Task details: Any picture must be dropped, but each line of the data should be duplicated exactly.

Given records:
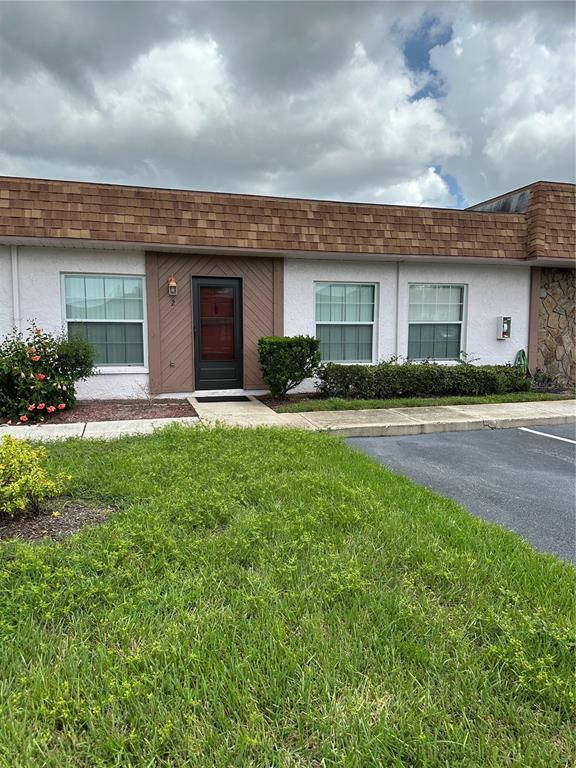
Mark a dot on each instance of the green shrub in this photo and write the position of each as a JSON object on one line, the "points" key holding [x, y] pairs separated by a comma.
{"points": [[387, 380], [287, 360], [38, 373], [24, 482]]}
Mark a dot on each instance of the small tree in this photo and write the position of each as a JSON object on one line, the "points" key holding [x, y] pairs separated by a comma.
{"points": [[287, 360], [39, 371]]}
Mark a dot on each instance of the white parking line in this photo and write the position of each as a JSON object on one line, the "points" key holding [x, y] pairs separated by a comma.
{"points": [[545, 434]]}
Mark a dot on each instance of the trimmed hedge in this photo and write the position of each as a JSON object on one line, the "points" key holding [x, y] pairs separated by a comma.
{"points": [[377, 382], [287, 360]]}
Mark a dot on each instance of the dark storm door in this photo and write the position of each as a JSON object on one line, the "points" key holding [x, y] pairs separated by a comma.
{"points": [[217, 332]]}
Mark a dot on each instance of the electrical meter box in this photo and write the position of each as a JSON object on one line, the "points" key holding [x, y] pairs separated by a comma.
{"points": [[503, 327]]}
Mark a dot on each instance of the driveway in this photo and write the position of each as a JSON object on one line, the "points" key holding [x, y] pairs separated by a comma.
{"points": [[518, 478]]}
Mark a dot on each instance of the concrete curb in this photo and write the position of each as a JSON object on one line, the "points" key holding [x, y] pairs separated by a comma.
{"points": [[466, 425]]}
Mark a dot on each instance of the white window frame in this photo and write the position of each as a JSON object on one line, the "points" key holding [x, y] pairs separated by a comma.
{"points": [[462, 322], [110, 367], [373, 322]]}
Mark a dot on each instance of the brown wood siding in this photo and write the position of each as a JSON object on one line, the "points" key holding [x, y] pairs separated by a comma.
{"points": [[170, 336]]}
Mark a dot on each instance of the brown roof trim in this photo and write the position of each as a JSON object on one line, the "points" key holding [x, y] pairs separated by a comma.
{"points": [[247, 196], [79, 212], [568, 184]]}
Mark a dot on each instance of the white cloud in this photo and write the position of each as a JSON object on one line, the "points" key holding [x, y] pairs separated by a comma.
{"points": [[308, 100], [510, 91]]}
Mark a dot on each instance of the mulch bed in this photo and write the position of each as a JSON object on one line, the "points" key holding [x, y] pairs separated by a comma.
{"points": [[273, 403], [58, 519], [121, 410]]}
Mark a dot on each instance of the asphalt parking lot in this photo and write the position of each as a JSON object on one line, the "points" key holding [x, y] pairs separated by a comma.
{"points": [[518, 478]]}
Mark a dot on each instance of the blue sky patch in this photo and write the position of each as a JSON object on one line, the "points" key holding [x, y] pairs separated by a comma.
{"points": [[416, 49], [453, 186]]}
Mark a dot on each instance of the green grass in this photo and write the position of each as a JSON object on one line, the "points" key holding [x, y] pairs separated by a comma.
{"points": [[271, 598], [339, 404]]}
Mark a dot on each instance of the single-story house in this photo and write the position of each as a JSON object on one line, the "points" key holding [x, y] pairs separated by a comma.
{"points": [[174, 288]]}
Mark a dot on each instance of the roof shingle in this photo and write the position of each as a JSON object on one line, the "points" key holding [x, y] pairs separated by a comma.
{"points": [[164, 218]]}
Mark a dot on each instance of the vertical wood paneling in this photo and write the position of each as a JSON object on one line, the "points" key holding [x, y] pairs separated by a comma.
{"points": [[172, 361]]}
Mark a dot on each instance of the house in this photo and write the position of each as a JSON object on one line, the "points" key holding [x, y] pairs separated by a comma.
{"points": [[174, 288]]}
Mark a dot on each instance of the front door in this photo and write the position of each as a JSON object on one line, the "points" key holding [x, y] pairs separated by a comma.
{"points": [[217, 332]]}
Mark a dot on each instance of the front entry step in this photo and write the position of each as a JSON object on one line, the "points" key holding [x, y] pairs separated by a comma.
{"points": [[222, 399]]}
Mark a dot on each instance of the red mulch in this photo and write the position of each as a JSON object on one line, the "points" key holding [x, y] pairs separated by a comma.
{"points": [[58, 519], [273, 403], [121, 410]]}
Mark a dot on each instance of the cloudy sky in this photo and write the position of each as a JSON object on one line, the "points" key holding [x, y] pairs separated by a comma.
{"points": [[418, 103]]}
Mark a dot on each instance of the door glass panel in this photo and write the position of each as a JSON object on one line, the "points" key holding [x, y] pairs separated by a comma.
{"points": [[216, 323]]}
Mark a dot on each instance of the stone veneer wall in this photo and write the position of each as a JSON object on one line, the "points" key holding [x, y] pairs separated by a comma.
{"points": [[557, 325]]}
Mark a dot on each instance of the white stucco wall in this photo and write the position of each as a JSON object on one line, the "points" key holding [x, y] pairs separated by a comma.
{"points": [[40, 297], [492, 290]]}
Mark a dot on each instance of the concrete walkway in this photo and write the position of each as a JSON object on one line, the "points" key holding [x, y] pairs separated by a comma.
{"points": [[367, 423], [392, 421]]}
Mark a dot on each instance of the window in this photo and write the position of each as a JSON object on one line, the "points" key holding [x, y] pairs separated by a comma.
{"points": [[345, 321], [435, 318], [109, 312]]}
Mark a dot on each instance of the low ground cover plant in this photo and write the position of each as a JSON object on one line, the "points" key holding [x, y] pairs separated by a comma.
{"points": [[287, 360], [24, 480], [38, 373], [273, 598], [390, 379]]}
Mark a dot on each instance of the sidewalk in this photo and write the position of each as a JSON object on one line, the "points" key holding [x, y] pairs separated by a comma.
{"points": [[392, 421], [368, 423]]}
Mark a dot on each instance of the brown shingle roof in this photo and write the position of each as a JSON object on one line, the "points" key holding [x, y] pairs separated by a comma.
{"points": [[552, 221], [171, 218]]}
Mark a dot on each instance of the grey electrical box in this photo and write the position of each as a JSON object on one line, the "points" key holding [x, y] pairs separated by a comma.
{"points": [[503, 327]]}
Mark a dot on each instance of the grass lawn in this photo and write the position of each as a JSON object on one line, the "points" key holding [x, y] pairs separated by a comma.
{"points": [[271, 598], [339, 404]]}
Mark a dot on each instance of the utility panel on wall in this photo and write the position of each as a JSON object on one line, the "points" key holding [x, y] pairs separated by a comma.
{"points": [[503, 327]]}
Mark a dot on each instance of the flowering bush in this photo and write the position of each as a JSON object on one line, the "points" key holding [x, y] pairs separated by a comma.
{"points": [[38, 373], [24, 482]]}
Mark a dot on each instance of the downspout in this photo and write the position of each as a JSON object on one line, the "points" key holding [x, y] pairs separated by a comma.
{"points": [[534, 318], [16, 319], [397, 319]]}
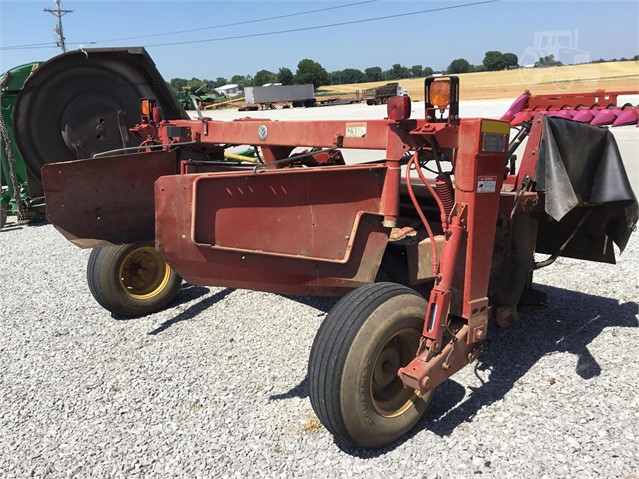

Exercise solution:
Mark a dot on each instance of the green shrub in this photo and write the position of each as a JSON object on one line, the "points" key holding [x, y] pairs separated by a comma.
{"points": [[387, 380], [287, 360], [38, 373], [24, 482]]}
Mark a dot on each instance of the small tree in this photo and write the position of each as a JSON object on one line, the "points" key holding [x, y] pairs separated by a comma.
{"points": [[287, 360], [39, 371]]}
Mark a dot on each instance of the white parking line in this photo and write the position of each as a JSON object on one line, the "points" key holding [x, y] pairs separated by a comma.
{"points": [[545, 434]]}
Mark a dot on each instance of the trimmed hedge in this photo and write the position of each as a JSON object on one line, the "points" key holding [x, y] pairs separated by a comma.
{"points": [[377, 382], [287, 360]]}
Mark a dot on each instance of the dark storm door in this photo and write the position of each as a JSON object on one line, the "points" key holding [x, y] pairs separated by a comma.
{"points": [[217, 332]]}
Mark a dot on each instance of the electrical meter box in this photo and write the position of each as a JSON object on one line, the "points" key holding [x, y] pairs separated by a comma.
{"points": [[503, 327]]}
Mark a dot on each instance of the driveway in this photo and write the position of each as a JSON object on one line, the "points" key holding [x, y] pairs separated by a comma.
{"points": [[518, 478]]}
Mark a dot on each instance of the concrete curb in this photo and write the position of each as a JSON object on one line, the "points" key holding [x, y] pairs separated by a comma.
{"points": [[466, 425]]}
Mark a dot on each instance of the white window frame in this photo and write the position of each as a JSON object on one line, the "points" key holding [x, y] pairs separated by a comma.
{"points": [[462, 322], [110, 367], [373, 322]]}
Mark a dot on each instance of the brown wood siding in this photo and write the position of each as a JSON object on one line, the "points" key holding [x, y] pairs separated by a comma.
{"points": [[170, 336]]}
Mark a dot on each instance of the brown roof trim in this photo and write the position of each as a JSON object on one line, the "points" key holding [x, y] pairs separated by a comma.
{"points": [[247, 196], [79, 212], [568, 184]]}
Mark a dot on each instance of the white cloud in this photo and write the position of each as a JSON object on one line, the "points" key holding [x, y] pairs separated by a comma.
{"points": [[308, 100], [510, 91]]}
Mark a dot on each instance of the mulch bed in this photo and write the position of each as a JSON object on one line, the "points" key holding [x, y] pairs separated by a comma.
{"points": [[273, 403], [58, 519], [121, 410]]}
Mark a dot on each instance of the asphalt parking lot in this photo and write the position of each as a JSON object on one line, the "points" key holding [x, y] pairs separated by a comma.
{"points": [[518, 478]]}
Mark a dot on each instance of the blue sky patch in this photo and write the position of each as a JSON object on one line, the "points" key holding [x, y] pairs separated by a comma.
{"points": [[416, 49], [453, 186]]}
Mark a dot on each instance of the green grass in this photo and write the position of each as a JSON object on one line, the "points" key holding [x, y] pairs separated by a comma.
{"points": [[271, 598], [339, 404]]}
Mark a dot on each instance of the single-story house in this photo and write the position of each as a JSON object on one line, the "points" key holding [x, y] pairs separated by a comma.
{"points": [[174, 288]]}
Mark a dot on each instance of the roof shingle in this photo and write the position of each as a JSON object on one line, the "points" key holding [x, y] pairs separated by a comma.
{"points": [[164, 218]]}
Mark a dot on each instance of the vertical wood paneling in this photo and write the position of each as a JSON object on one line, the "points" key holding [x, y] pairs separated by a comma.
{"points": [[172, 361]]}
Mark a dot on each instance of the house in this photo and write the position of each as a JSON object on one line, the "points" key holding [x, y] pairs separated by a comma.
{"points": [[174, 288]]}
Mark a dot on each instance of the front door in this photo and write the position of each as a JSON object on one line, the "points" key holding [x, y] pairs separated by a comma.
{"points": [[217, 332]]}
Mark a dot on each instance of the front entry step in this photo and write the position of each as a JSON object on one line, the "points" key holding [x, y] pairs separated by a comma.
{"points": [[222, 399]]}
Mark a dot on each instance of the red mulch in this photo and write the position of each as a JSON object on one line, the "points" key holding [x, y] pairs separated by a comma.
{"points": [[58, 519], [273, 403], [121, 410]]}
Mark a dot on each instance of the cloudy sky in this photo and write the position of each as a JSON object on one line, the "points" key holding [x, y] pairs separated by a comma.
{"points": [[418, 103]]}
Mark a dot on each instance of the door glass panel in this photo and write the position of each as a JSON object on one line, the "points" key holding [x, y] pairs separated by a comma.
{"points": [[216, 323]]}
Mark a dot on each instance of the stone veneer wall in this photo and write the position of each as a JSON object on one line, the "points" key holding [x, y] pairs separated by a comma.
{"points": [[557, 325]]}
Mark a dot on each instance of the white stucco wall in this photo and write the position of each as a JSON object on one line, the "points" key holding [x, y] pairs separated by a comma.
{"points": [[40, 297], [492, 290]]}
Mark a dot on each instance of the concrete walkway in this photo and write the position of each as a JSON object on one line, the "points" key holding [x, y] pairs separated by a comma.
{"points": [[367, 423], [392, 421]]}
Mark a dot on each instance of the window in this photo and write the position of each as a JSON object on one line, the "points" key holding [x, y] pairs separated by a comma.
{"points": [[345, 321], [435, 318], [109, 312]]}
Mark a dot on each instance of the low ground cover plant in this photo and write the position of each as a JSON object on one line, the "points" key holding [x, y] pairs separated by a comma.
{"points": [[287, 360], [24, 480], [38, 373], [273, 598], [390, 379]]}
Mark a dot on each instance of the sidewalk in this photo and write the position of each as a JSON object on one line, the "points" key holding [x, y] pairs separated by a comma.
{"points": [[392, 421], [368, 423]]}
Mark a dot on each instance of the brown shingle roof in this photo and write the position of each as a JSON object on one line, the "points" key holding [x, y] pairs separated by a comma.
{"points": [[552, 221], [171, 218]]}
Mark a dot on each instance of the grey electrical box in this photo and write the position of each as a JSON object on one line, the "points" key holding [x, y] pairs separated by a comma.
{"points": [[503, 327]]}
Mark a dot on each instance of the grass lawn in this photo and write the position of each as a JSON object on one line, the "points" key holding [x, y] pairs separated by a comma.
{"points": [[271, 598], [339, 404]]}
Mark a dot on each instance of the utility panel on wall in this photo and write the position of each as a JSON object on one line, the "points" key holding [x, y] pairs separated by a comma.
{"points": [[503, 327]]}
Mark a dot on each instance of the flowering bush in this photo and write the position of each as a JSON object on one line, the "points" key holding [x, y] pairs separated by a comma.
{"points": [[38, 373], [24, 482]]}
Mark a dot on each instance of the downspout in this photo and write the position of each as a JSON object on one line, the "points" key holding [x, y] pairs separated by a comma.
{"points": [[534, 318], [16, 319], [397, 319]]}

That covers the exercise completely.